== Data shown ==

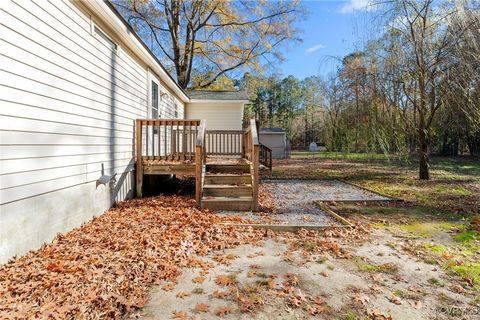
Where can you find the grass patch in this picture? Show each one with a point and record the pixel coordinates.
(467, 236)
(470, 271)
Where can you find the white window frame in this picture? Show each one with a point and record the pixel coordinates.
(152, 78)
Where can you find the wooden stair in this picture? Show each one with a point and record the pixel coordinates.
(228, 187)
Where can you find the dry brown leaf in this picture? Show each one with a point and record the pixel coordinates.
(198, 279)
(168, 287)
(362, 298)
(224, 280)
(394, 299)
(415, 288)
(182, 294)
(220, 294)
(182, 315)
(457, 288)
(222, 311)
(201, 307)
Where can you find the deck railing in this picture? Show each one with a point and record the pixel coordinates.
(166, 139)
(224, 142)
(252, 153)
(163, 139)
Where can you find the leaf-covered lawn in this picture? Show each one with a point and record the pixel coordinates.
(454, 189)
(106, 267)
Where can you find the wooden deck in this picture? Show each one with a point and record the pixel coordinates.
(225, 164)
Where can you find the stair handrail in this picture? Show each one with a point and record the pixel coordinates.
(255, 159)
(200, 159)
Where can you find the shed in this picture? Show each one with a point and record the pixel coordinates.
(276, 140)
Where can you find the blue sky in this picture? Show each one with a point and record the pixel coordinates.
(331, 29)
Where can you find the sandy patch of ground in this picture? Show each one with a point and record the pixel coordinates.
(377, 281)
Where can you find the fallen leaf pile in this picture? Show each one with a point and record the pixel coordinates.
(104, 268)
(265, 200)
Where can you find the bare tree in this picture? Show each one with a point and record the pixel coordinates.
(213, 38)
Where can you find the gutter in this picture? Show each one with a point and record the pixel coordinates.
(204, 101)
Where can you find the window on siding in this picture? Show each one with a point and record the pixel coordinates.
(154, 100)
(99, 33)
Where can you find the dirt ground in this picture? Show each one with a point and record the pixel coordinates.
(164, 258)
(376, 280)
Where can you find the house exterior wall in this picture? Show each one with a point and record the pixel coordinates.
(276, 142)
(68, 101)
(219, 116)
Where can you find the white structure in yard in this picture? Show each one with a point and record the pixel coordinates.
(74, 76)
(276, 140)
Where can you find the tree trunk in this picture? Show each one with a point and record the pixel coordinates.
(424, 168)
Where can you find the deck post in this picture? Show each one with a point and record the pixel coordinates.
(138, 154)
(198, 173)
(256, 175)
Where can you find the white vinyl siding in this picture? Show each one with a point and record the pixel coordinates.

===
== Data shown ==

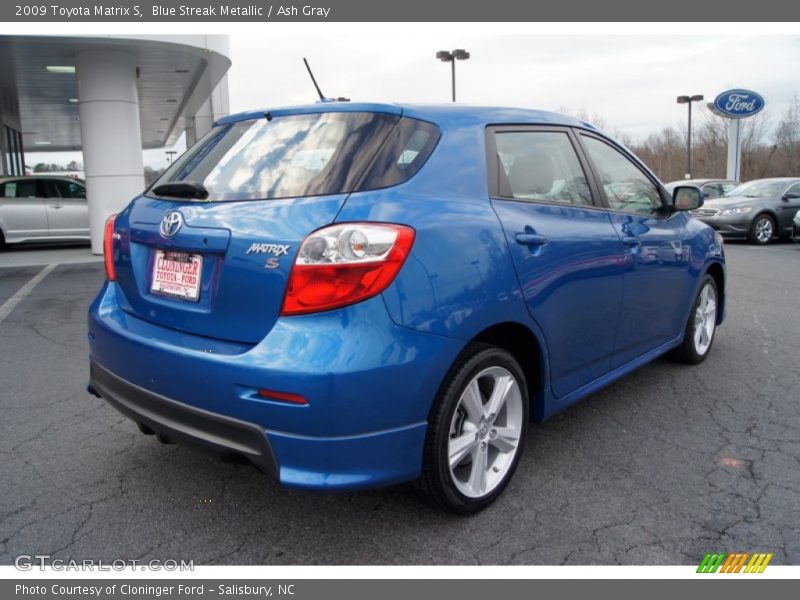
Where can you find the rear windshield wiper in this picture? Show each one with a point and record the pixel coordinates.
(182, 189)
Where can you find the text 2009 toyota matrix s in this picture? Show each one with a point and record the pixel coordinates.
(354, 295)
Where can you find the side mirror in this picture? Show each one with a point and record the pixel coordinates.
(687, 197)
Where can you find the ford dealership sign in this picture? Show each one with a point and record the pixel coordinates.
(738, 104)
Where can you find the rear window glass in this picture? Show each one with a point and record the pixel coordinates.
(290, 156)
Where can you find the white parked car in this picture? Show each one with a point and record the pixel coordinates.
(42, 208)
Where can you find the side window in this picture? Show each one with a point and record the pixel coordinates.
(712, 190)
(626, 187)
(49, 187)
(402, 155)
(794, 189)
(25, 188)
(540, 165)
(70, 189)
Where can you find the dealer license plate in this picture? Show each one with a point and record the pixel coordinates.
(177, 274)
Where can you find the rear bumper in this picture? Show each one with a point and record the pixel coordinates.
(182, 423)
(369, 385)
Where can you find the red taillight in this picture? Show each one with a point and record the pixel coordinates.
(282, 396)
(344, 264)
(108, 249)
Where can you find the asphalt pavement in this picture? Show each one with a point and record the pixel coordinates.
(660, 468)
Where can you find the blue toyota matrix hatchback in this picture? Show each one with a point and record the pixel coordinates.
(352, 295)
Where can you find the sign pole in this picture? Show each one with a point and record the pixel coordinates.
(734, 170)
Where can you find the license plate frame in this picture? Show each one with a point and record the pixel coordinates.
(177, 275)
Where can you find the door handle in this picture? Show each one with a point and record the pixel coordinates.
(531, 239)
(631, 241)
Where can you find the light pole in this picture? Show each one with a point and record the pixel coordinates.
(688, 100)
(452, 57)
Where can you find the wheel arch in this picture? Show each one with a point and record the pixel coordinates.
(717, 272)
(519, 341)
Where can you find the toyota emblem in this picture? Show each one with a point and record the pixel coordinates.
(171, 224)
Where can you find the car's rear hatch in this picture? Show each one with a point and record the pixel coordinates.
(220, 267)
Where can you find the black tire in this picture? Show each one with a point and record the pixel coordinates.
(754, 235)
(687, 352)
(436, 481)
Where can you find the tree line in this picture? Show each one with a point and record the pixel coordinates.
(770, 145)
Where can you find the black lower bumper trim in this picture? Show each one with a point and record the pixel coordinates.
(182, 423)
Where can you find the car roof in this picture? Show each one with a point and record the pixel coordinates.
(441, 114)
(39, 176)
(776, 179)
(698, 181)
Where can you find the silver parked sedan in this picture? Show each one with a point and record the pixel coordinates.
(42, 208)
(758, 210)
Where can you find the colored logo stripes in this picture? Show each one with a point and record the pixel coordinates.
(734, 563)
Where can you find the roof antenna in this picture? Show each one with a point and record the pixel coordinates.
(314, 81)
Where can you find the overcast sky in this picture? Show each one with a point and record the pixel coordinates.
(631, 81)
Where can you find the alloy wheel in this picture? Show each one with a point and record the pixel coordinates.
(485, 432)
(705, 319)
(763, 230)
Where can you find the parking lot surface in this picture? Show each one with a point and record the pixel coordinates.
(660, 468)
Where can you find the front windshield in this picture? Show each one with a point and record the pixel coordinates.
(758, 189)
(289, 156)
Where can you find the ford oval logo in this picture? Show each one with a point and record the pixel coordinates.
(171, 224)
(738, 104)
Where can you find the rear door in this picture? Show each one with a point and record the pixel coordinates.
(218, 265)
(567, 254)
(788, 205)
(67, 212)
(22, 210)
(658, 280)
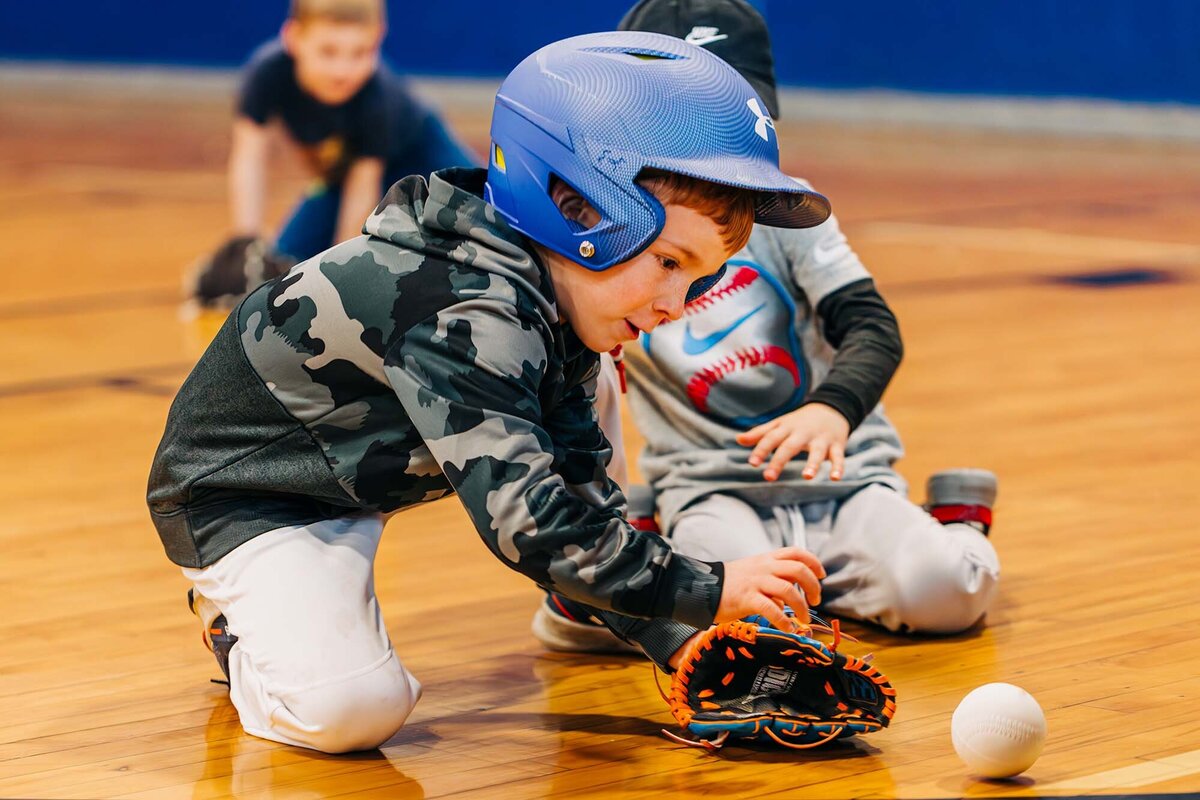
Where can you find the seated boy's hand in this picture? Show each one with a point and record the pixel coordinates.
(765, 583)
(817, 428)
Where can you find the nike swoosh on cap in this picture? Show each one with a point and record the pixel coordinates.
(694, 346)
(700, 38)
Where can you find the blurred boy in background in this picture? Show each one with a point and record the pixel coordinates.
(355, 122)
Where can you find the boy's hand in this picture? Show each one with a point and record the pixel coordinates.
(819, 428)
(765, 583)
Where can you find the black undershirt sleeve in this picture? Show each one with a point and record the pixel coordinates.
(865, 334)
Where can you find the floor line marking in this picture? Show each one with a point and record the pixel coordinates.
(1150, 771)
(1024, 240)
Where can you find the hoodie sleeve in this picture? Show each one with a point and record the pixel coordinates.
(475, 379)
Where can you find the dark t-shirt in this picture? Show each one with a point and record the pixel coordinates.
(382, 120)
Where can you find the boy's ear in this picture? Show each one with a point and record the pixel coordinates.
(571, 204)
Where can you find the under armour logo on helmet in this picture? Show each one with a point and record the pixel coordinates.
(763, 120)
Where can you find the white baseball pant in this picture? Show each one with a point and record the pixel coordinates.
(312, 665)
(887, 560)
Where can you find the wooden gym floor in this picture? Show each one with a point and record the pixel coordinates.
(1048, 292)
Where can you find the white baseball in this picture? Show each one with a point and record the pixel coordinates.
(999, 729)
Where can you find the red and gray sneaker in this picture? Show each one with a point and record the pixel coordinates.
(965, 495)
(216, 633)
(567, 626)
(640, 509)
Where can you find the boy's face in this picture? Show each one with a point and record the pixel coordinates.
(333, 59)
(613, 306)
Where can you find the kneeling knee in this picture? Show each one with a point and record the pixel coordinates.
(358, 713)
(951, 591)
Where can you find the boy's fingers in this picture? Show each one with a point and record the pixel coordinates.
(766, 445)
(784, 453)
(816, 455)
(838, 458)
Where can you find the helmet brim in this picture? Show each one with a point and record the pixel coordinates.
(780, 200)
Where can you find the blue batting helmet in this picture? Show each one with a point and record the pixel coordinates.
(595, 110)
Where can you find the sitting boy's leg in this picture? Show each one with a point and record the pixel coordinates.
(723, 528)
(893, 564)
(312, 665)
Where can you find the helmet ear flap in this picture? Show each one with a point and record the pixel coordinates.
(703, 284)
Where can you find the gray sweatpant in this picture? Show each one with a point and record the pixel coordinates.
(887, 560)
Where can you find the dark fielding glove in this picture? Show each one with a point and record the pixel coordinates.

===
== Data shown ==

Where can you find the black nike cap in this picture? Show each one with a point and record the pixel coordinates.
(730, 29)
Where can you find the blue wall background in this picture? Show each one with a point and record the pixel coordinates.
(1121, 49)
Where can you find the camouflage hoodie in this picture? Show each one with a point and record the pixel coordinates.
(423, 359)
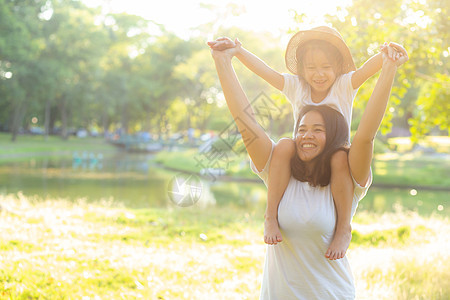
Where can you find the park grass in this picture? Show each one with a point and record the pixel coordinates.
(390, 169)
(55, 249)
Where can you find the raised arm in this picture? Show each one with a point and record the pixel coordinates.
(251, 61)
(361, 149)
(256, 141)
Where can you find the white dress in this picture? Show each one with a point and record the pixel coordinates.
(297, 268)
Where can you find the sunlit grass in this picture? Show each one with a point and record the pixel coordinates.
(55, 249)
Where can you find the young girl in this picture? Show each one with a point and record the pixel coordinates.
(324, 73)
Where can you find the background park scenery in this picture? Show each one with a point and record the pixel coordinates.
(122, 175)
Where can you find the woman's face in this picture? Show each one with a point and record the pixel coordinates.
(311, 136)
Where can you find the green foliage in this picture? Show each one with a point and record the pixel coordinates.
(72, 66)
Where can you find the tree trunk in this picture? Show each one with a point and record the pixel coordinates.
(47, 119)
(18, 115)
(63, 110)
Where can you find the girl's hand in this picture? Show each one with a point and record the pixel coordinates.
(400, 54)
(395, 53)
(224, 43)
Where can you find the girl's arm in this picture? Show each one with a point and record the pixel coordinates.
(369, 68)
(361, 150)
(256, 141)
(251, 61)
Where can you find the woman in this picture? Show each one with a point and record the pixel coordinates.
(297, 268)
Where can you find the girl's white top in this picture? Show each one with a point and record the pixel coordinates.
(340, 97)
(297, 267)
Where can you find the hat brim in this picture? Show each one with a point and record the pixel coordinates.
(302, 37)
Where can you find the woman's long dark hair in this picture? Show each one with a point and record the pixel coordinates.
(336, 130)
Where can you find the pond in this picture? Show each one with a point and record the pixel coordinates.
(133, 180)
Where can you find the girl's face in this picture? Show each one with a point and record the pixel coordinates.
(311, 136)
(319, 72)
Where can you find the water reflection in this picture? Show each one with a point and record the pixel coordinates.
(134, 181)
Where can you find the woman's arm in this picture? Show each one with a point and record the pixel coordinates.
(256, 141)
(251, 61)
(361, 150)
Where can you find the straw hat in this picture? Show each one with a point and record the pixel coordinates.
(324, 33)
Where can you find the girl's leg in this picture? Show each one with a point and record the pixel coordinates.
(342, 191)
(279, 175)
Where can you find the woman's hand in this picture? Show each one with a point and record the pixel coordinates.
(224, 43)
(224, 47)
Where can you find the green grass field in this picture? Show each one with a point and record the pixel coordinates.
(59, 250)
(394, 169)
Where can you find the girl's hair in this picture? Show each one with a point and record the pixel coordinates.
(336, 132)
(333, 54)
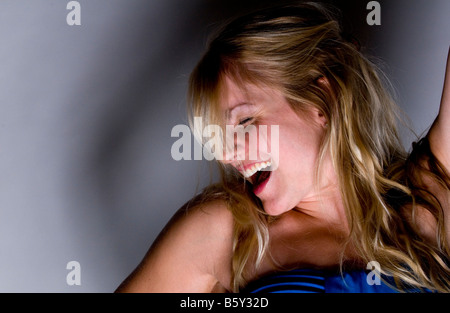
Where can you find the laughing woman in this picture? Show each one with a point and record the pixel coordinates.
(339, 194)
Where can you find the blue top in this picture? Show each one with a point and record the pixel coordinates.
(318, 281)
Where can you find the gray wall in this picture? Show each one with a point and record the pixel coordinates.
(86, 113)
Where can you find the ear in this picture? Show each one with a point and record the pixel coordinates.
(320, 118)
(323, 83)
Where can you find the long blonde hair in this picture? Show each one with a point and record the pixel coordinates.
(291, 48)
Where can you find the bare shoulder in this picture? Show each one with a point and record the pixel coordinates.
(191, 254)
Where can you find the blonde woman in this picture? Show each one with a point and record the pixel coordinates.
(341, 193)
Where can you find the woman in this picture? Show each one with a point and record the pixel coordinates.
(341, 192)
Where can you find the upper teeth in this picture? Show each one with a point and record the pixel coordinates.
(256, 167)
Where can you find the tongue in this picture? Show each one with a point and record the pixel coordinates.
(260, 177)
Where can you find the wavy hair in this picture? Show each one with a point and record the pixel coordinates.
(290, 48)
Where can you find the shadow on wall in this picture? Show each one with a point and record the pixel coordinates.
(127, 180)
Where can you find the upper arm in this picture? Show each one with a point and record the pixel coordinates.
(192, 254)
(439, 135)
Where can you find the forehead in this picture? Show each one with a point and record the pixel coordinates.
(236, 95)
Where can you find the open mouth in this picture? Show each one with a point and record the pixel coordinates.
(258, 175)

===

→ **Exercise brief**: The lines above, starting at the one with "Where can you find the blue batting" and ending at the one with "Where can you find the dark fielding", are the only ones to return, exactly as written.

→ **The completed task**:
Where can you find the blue batting helmet in this picture? Show each one with a point and record the pixel coordinates.
(595, 110)
Where can you find the sitting boy's leg in this picture? Show each one with a point and record the pixel coordinates.
(723, 528)
(893, 564)
(312, 665)
Where can you find the helmet ear flap in this picture? Show each one with a point and record the pixel coordinates.
(703, 284)
Where can you find the gray sweatpant in this picture? Show each one with a point and record the pixel coordinates.
(887, 560)
Where can you find the dark fielding glove in this picture? Show each one with a point and record the pixel coordinates.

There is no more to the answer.